(INFORMATION Opens)
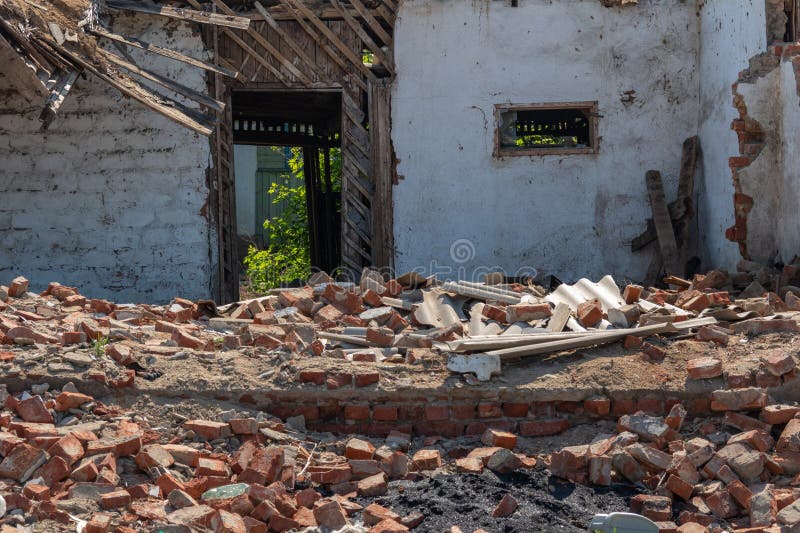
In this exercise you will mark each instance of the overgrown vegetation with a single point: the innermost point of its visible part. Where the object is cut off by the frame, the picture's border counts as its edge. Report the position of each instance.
(287, 258)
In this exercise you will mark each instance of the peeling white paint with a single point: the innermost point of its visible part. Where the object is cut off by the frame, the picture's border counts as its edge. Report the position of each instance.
(571, 216)
(732, 31)
(109, 199)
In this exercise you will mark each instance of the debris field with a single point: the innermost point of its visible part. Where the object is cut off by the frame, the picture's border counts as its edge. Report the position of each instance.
(405, 404)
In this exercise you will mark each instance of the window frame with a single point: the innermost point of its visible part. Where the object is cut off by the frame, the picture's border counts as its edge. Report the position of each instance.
(591, 106)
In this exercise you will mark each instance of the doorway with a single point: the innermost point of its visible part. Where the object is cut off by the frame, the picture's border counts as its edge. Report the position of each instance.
(287, 171)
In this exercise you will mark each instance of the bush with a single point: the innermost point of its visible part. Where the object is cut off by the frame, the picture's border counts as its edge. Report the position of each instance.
(287, 258)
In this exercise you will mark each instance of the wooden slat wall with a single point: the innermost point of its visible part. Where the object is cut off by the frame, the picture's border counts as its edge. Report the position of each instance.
(331, 70)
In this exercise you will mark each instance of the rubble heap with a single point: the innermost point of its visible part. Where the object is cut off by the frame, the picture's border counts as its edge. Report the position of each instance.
(739, 472)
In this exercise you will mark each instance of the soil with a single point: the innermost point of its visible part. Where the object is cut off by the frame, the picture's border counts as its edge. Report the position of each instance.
(467, 500)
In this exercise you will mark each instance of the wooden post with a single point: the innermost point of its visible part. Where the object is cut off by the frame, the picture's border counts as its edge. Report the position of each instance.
(382, 171)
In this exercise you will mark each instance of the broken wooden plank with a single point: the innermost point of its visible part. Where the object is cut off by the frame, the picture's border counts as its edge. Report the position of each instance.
(257, 37)
(559, 318)
(131, 88)
(289, 40)
(376, 50)
(661, 218)
(172, 85)
(354, 58)
(372, 22)
(57, 97)
(166, 52)
(203, 17)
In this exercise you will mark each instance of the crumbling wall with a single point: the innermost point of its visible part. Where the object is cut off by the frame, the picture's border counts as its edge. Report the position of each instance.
(789, 229)
(111, 198)
(568, 215)
(731, 32)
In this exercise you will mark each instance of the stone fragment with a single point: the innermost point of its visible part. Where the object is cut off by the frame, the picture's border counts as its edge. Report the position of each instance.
(506, 507)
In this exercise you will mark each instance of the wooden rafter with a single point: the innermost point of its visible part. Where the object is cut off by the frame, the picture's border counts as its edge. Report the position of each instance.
(203, 17)
(354, 58)
(166, 52)
(257, 37)
(131, 88)
(289, 40)
(172, 85)
(364, 36)
(382, 34)
(321, 43)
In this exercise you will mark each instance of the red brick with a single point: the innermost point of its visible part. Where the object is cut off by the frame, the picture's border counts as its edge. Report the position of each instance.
(600, 406)
(384, 413)
(68, 448)
(463, 411)
(99, 523)
(502, 439)
(22, 462)
(590, 313)
(364, 379)
(515, 410)
(356, 412)
(632, 293)
(437, 412)
(489, 410)
(33, 409)
(208, 430)
(541, 428)
(704, 368)
(113, 500)
(37, 492)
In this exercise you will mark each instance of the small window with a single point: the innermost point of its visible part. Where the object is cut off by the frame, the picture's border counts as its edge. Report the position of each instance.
(542, 129)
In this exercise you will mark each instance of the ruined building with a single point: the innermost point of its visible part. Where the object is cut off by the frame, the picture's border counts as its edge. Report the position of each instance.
(119, 118)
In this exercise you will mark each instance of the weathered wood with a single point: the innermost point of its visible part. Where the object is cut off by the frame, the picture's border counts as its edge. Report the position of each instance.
(255, 55)
(381, 173)
(364, 36)
(320, 42)
(664, 229)
(57, 96)
(140, 94)
(385, 14)
(686, 192)
(174, 86)
(203, 17)
(310, 63)
(166, 52)
(376, 27)
(288, 65)
(354, 58)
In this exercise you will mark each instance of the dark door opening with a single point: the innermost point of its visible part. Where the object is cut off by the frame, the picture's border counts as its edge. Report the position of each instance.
(288, 172)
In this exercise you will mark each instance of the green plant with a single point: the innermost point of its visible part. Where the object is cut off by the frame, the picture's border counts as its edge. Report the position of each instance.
(99, 345)
(287, 257)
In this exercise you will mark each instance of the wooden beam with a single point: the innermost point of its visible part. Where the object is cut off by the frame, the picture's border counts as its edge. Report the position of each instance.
(57, 96)
(664, 229)
(166, 52)
(257, 37)
(131, 88)
(354, 58)
(376, 50)
(385, 14)
(289, 40)
(203, 17)
(372, 22)
(255, 55)
(336, 58)
(172, 85)
(686, 192)
(381, 163)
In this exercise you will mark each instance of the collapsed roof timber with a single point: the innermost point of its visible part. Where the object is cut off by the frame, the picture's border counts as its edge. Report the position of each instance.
(58, 42)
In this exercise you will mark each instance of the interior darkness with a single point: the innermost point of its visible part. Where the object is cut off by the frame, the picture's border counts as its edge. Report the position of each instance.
(310, 120)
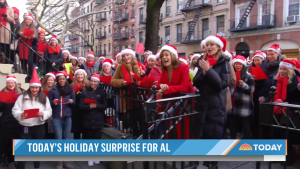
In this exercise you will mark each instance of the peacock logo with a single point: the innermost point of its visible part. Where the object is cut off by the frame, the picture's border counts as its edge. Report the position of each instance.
(245, 147)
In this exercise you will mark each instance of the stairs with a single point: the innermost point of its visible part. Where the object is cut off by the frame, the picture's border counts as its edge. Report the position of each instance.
(246, 14)
(6, 70)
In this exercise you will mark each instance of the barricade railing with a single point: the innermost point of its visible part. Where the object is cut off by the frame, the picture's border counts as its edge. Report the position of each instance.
(279, 121)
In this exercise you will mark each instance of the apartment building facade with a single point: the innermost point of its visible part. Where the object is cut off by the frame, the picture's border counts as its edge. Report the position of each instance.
(268, 22)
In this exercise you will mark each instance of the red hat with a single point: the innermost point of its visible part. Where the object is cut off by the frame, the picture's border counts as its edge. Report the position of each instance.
(91, 53)
(259, 54)
(171, 49)
(52, 74)
(220, 41)
(102, 57)
(16, 10)
(29, 16)
(290, 63)
(275, 47)
(11, 78)
(96, 77)
(239, 58)
(108, 62)
(62, 73)
(35, 81)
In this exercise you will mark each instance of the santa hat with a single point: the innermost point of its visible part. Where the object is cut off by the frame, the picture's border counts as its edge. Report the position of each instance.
(11, 78)
(239, 58)
(183, 59)
(275, 47)
(195, 55)
(54, 37)
(102, 57)
(151, 57)
(16, 10)
(91, 53)
(96, 77)
(290, 63)
(62, 73)
(81, 58)
(258, 54)
(29, 16)
(220, 41)
(66, 51)
(128, 51)
(52, 74)
(73, 57)
(107, 62)
(80, 70)
(171, 49)
(35, 81)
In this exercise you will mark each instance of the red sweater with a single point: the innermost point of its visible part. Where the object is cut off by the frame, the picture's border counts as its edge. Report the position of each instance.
(180, 82)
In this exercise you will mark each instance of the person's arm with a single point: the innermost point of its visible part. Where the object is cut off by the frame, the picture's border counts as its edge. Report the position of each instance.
(47, 112)
(17, 110)
(116, 80)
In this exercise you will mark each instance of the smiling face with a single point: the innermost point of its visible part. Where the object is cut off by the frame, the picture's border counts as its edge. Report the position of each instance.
(283, 71)
(11, 85)
(212, 48)
(127, 58)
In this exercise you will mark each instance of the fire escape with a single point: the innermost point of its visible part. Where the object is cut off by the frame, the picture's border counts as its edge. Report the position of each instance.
(197, 6)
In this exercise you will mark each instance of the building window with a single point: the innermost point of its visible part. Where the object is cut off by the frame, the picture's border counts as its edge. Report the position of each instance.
(205, 28)
(167, 34)
(141, 37)
(179, 32)
(220, 24)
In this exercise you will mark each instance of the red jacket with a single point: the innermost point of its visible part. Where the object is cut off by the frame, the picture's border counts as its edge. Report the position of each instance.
(180, 82)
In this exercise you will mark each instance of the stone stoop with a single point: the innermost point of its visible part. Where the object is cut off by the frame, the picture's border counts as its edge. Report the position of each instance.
(5, 70)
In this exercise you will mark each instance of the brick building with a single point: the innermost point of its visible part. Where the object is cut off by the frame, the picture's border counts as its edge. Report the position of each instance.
(268, 22)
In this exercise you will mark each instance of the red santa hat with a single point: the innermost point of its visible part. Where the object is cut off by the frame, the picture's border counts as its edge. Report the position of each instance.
(275, 47)
(16, 10)
(183, 59)
(128, 51)
(220, 41)
(101, 57)
(171, 49)
(96, 77)
(239, 58)
(195, 55)
(52, 74)
(35, 81)
(81, 58)
(151, 57)
(54, 37)
(259, 54)
(80, 70)
(108, 62)
(91, 54)
(11, 78)
(62, 73)
(290, 63)
(29, 16)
(INFORMATION Closes)
Make an exact copy of each line, beginning at the one containing "the red jacket" and ending with the last line of the data, and of no other line.

ANSWER SPACE:
In this exercise you will mark each instance of the red jacket with a single point: the innermost point of its visible part. Where the object is cut off by the frame, the picture's border counts as its edge. Report the position of each instance.
(180, 82)
In this exercise you will mark each instance of the stone stoop with a single point: the innermost point of its visible part. Where the object is cut off by the frame, the picture's border counts as its edge. Report the position of each instance.
(5, 70)
In this exercise you will mark each instance of the brick building with a single point: the innermost point of its visible part. Where the object is cut off by the frame, the picture's border counts as its edge. Report the position of each instance.
(268, 22)
In this exercise you will mark each instance of the red santa hat with a single point: the innermost point of its visible part. Where the object is cut off by the frame, the picture's border counts as its edge. Report the position of each instance.
(275, 47)
(16, 10)
(183, 59)
(128, 51)
(220, 41)
(101, 57)
(171, 49)
(96, 77)
(239, 58)
(195, 55)
(52, 74)
(35, 81)
(81, 58)
(151, 57)
(54, 37)
(259, 54)
(80, 70)
(108, 62)
(91, 54)
(11, 78)
(62, 73)
(290, 63)
(29, 16)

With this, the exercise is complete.